→ **Given exercise**
Count the lines in the material that contain the word "patch", treating case as significant. Give only the number.
◇ ◇ ◇
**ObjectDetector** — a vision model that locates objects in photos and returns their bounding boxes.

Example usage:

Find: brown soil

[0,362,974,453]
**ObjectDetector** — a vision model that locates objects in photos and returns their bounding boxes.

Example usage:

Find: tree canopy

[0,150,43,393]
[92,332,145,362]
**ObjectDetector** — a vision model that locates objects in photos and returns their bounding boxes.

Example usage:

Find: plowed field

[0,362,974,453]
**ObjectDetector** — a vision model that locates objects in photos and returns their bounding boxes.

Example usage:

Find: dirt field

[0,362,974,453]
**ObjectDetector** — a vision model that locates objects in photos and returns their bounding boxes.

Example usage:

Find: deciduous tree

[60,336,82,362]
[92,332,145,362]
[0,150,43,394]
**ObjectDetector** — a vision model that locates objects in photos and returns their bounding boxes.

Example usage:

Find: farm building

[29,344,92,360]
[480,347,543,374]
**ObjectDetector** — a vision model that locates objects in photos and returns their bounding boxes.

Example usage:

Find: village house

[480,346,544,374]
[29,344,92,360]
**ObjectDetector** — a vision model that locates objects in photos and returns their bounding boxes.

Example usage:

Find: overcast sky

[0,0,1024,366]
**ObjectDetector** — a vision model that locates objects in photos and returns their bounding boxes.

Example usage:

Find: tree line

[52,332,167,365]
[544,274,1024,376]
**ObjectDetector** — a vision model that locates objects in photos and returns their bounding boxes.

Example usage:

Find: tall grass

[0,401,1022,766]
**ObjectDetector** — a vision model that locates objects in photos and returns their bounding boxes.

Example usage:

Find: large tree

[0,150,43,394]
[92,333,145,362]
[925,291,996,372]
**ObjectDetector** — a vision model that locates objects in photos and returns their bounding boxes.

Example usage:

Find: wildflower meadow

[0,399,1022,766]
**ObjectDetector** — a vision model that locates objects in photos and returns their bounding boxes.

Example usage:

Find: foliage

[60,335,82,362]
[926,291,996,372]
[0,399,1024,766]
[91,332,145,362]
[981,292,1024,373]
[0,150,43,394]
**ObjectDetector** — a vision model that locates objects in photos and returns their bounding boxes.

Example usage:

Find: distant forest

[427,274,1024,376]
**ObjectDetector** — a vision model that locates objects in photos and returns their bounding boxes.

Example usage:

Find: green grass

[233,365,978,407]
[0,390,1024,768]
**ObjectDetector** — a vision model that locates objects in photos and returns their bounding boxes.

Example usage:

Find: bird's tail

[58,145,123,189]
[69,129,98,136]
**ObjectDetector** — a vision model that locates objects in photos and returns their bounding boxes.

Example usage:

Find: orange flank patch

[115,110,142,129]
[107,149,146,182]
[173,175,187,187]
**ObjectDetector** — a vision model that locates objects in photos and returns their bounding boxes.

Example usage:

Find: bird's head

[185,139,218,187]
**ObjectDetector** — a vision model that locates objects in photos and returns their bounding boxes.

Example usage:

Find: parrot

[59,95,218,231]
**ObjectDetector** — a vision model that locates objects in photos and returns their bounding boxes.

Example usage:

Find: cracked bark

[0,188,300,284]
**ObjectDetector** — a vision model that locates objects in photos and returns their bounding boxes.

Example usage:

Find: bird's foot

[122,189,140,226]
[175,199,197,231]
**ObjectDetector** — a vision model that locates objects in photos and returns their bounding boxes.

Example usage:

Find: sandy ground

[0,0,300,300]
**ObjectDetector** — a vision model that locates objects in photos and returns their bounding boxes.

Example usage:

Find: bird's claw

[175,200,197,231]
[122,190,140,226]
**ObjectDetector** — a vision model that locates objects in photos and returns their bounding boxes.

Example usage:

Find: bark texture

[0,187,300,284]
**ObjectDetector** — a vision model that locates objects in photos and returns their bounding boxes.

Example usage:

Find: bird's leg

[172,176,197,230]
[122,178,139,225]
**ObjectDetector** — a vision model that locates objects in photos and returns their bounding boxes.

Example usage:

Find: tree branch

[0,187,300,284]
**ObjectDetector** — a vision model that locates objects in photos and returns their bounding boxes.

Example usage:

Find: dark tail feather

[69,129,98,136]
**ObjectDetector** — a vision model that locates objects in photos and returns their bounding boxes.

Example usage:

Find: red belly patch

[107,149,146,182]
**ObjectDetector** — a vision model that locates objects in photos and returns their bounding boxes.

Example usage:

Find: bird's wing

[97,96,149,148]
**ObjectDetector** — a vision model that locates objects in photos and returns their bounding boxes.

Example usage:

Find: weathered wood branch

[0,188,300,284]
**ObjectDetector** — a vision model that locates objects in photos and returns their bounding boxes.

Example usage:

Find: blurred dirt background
◇ ◇ ◇
→ **Task answer**
2